| PASSAGE FOR REVIEW |
◆ ◆ ◆ ◆ ◆ ◆ ◆
The ECB announced that it will increase its Pandemic Emergency Purchase Programme by 600 billion euros. The bank announced plans to purchase 750 billion euros of government bonds back in March.

Late Wednesday, the German coalition government agreed to a €130 billion ($211 billion) stimulus package to help Europe's biggest economy recover from the coronavirus crisis.

While the French CAC 40 Index has fallen by 0.4 percent, the U.K.’s FTSE 100 Index and the German DAX Index are both down by 0.6 percent.

LVMH Moet Hennessy Louis Vuitton shares have fallen. The luxury products maker confirmed that it is not considering buying Tiffany & Co. shares on the market.

Intermediate Capital Group has also tumbled. The asset manager reported a rise in net assets, but profit fell 37 percent for the year ended March 31.
◆ ◆ ◆ ◆ ◆ ◆ ◆
| RECORDS PROVIDED |
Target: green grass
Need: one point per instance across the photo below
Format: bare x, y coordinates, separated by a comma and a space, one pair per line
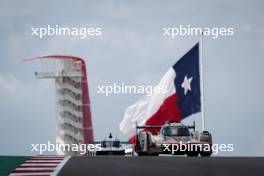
9, 163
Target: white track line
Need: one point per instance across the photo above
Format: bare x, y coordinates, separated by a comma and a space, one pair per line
35, 168
38, 166
27, 174
59, 167
31, 164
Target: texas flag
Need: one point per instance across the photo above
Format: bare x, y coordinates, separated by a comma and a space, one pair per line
181, 99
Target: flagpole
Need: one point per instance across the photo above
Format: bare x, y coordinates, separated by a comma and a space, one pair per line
202, 80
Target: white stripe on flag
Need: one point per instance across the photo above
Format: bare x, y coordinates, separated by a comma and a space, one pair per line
147, 106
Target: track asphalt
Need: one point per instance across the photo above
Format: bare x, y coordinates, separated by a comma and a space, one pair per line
163, 166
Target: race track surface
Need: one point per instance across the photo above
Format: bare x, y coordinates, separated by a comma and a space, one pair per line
163, 166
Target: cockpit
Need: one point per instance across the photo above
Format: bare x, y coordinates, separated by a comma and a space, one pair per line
175, 131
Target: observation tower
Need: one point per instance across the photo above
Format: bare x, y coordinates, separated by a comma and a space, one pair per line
73, 113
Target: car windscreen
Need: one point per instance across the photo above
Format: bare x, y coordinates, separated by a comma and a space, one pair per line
175, 131
105, 144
◆ ◆ ◆ ◆ ◆ ◆ ◆
| PROBLEM |
Could you reproduce the European markets passage above in full, word for word?

| ANSWER TO THE PROBLEM |
The ECB announced that it will increase its Pandemic Emergency Purchase Programme by 600 billion euros. The bank announced plans to purchase 750 billion euros of government bonds back in March.

Late Wednesday, the German coalition government agreed to a €130 billion ($211 billion) stimulus package to help Europe's biggest economy recover from the coronavirus crisis.

While the French CAC 40 Index has fallen by 0.4 percent, the U.K.’s FTSE 100 Index and the German DAX Index are both down by 0.6 percent.

LVMH Moet Hennessy Louis Vuitton shares have fallen. The luxury products maker confirmed that it is not considering buying Tiffany & Co. shares on the market.

Intermediate Capital Group has also tumbled. The asset manager reported a rise in net assets, but profit fell 37 percent for the year ended March 31.